:: What the exercise asks ::
Copy every line of the records below word for word, leaving out the pictures.

(Image object location records)
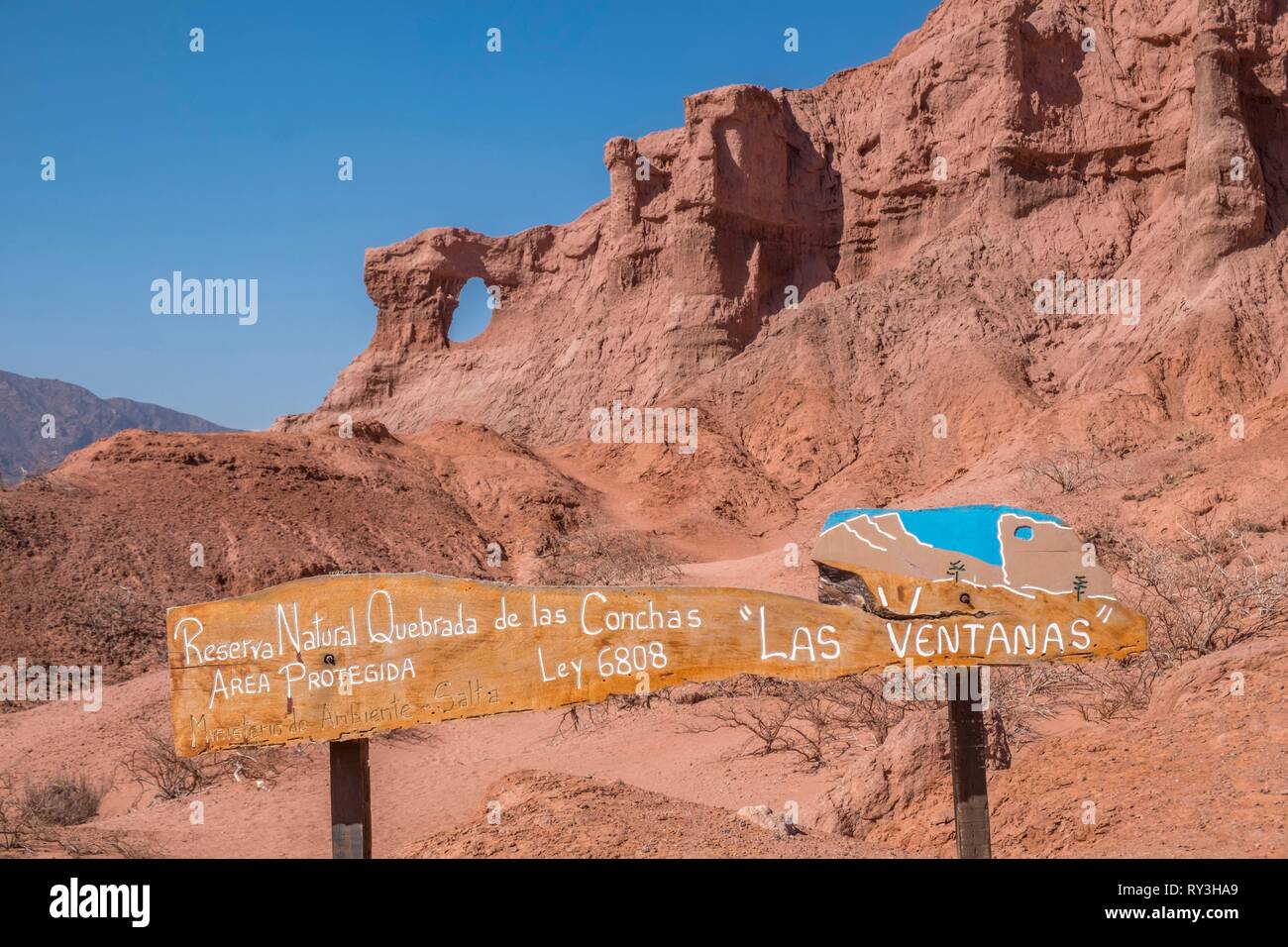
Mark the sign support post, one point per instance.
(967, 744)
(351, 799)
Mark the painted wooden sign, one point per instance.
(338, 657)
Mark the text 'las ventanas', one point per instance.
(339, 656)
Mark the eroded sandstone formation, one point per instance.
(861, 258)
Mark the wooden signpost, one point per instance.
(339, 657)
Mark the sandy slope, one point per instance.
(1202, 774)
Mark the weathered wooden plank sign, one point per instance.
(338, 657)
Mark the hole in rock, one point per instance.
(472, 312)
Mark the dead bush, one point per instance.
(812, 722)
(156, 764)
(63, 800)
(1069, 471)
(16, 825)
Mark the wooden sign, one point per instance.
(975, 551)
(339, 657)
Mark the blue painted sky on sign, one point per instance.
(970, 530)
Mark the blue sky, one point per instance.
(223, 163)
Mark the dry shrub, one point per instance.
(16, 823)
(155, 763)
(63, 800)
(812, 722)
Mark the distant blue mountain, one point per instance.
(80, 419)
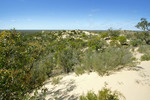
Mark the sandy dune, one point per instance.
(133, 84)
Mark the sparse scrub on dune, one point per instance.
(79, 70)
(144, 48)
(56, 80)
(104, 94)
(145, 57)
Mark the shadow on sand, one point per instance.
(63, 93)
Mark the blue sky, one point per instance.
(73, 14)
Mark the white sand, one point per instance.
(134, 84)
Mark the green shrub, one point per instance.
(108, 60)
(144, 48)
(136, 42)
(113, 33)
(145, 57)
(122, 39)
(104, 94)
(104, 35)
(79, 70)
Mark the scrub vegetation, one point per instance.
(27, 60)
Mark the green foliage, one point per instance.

:: Complete response ::
Mark the sign support post, one point per instance.
(967, 744)
(351, 799)
Mark the painted wooden sign, one point per instance.
(338, 657)
Mark the text 'las ventanas', one point per instance.
(339, 656)
Mark the eroded sandstone formation, one point per instance.
(861, 258)
Mark the wooden signpost, one point per instance.
(339, 657)
Mark the sandy slope, one point per instance.
(1202, 774)
Mark the weathered wooden plank sign, one point per instance.
(338, 657)
Mark the hole in rock, one point per instance.
(472, 312)
Mark the dead bush, one point per instance.
(812, 722)
(156, 764)
(63, 800)
(1069, 471)
(16, 825)
Mark the wooden sign, one point per instance.
(975, 551)
(339, 657)
Mark the blue painted sky on sign, one point per instance.
(970, 530)
Mark the blue sky, one point per instance.
(223, 163)
Mark the dry shrub, one point per instance.
(16, 823)
(155, 763)
(63, 800)
(812, 722)
Mark the distant blue mountain, one point per instance.
(80, 419)
Mark the sandy dune, one point per instance.
(133, 84)
Mark the sparse scrub on dune, one point per instance.
(79, 70)
(144, 48)
(56, 80)
(104, 94)
(145, 57)
Mark the shadow on sand, one point per instance.
(63, 93)
Mark the blue sky, one point per instance.
(73, 14)
Mark the white sand, one point per instance.
(134, 84)
Mark the green shrub, one point per instance.
(108, 60)
(144, 48)
(136, 42)
(113, 33)
(145, 57)
(122, 39)
(104, 94)
(104, 35)
(79, 70)
Mark the scrub vegetation, one point per instance.
(27, 60)
Mark the green foliage, one point per instance.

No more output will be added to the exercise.